BRIEF —
Every line of the records below that holds the word "hand" belongs in the answer.

AVAILABLE DATA —
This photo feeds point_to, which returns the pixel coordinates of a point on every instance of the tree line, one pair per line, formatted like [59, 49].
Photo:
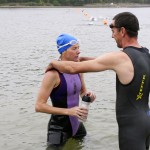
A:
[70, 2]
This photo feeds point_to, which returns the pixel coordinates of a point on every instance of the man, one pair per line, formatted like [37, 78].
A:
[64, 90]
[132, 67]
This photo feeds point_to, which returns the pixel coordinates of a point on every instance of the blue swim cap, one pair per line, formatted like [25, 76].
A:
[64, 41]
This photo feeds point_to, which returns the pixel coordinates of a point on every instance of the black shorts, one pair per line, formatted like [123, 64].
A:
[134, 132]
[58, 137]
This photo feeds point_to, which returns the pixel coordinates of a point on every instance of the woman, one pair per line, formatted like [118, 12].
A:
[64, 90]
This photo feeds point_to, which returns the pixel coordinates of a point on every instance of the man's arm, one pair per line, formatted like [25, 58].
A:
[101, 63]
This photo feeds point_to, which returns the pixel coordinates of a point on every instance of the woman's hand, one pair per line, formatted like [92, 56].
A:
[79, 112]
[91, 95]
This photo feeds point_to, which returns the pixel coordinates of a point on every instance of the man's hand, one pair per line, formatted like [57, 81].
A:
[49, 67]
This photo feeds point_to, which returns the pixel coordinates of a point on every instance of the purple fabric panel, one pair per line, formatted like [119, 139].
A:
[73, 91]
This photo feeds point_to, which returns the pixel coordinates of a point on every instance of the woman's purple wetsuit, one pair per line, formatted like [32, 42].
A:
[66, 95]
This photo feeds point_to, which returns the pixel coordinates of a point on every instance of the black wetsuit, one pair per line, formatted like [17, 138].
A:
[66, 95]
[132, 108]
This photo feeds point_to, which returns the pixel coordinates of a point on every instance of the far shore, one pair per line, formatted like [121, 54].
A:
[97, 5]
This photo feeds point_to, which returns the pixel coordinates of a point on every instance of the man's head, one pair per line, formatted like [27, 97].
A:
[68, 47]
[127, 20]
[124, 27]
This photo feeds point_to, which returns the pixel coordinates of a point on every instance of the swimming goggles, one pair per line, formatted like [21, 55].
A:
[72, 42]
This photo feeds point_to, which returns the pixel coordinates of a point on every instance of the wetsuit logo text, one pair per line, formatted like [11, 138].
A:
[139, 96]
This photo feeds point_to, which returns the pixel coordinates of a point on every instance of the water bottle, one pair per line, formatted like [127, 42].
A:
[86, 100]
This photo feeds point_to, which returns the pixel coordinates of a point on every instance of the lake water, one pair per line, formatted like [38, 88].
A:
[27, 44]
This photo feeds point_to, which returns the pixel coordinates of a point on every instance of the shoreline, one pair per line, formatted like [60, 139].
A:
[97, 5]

==

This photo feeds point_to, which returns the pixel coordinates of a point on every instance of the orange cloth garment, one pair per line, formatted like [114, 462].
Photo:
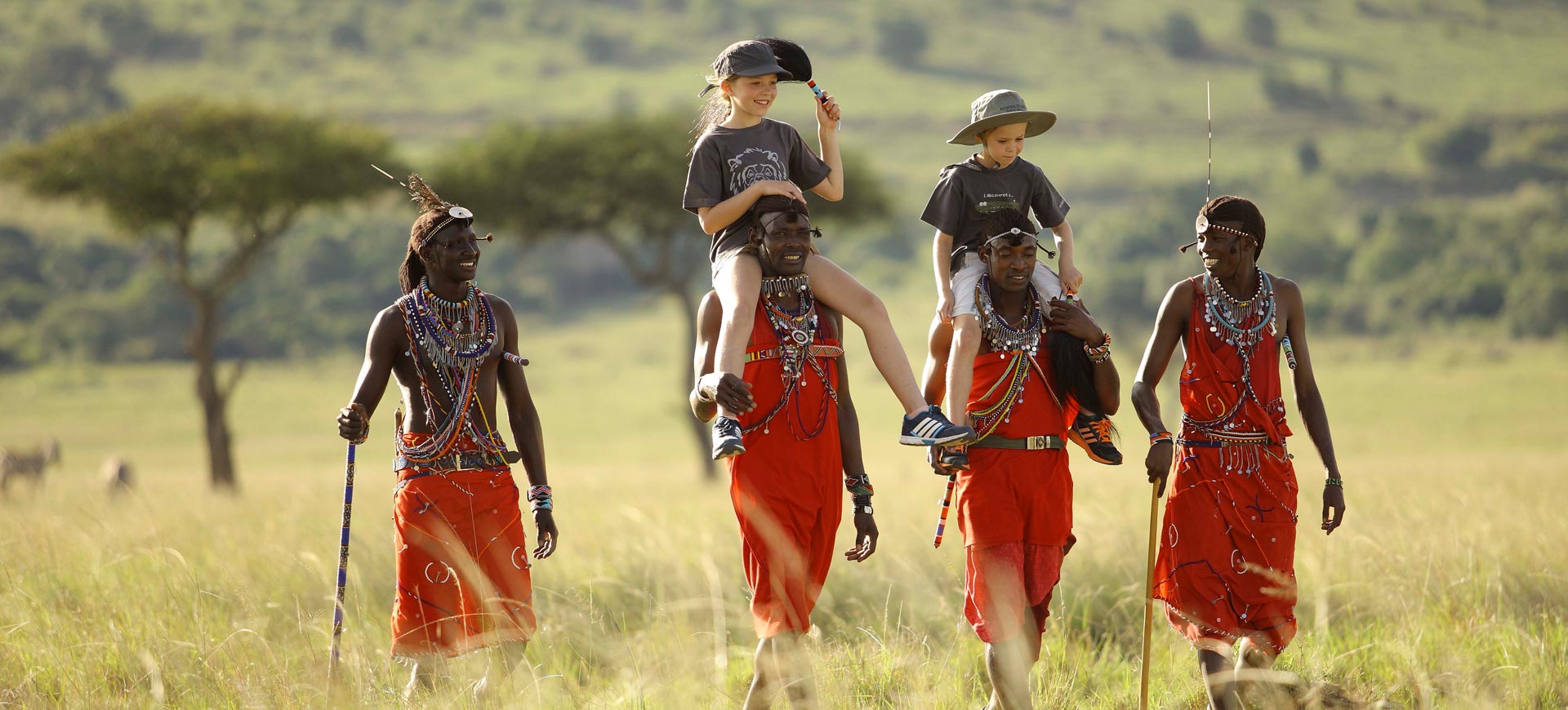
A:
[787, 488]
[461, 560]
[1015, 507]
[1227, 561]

* * *

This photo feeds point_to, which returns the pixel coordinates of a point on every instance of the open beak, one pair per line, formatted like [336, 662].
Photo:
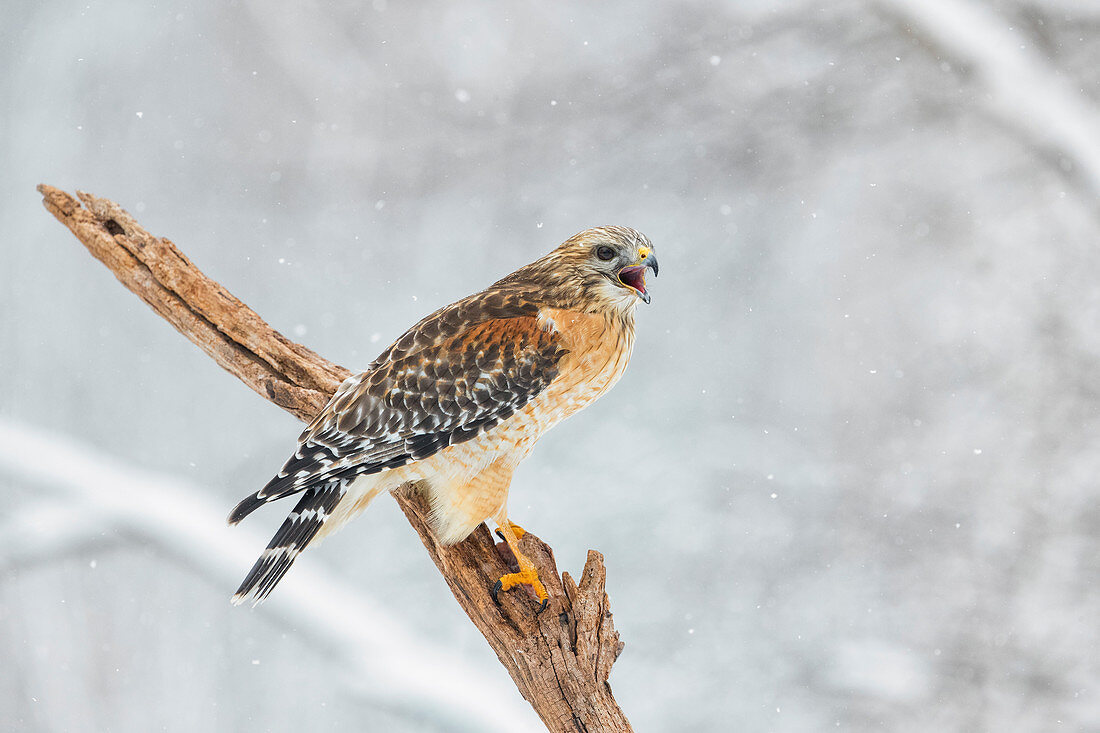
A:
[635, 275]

ANSWER BOX —
This photo feeds point_to, which returns the pixel coordinates of a point on every instance of the woman's hand, one pair per line, formatted like [92, 56].
This photo feeds point_to, which returns the pixel coordinates of a point on every instance of the man's hand, one pair per line, formatted like [57, 81].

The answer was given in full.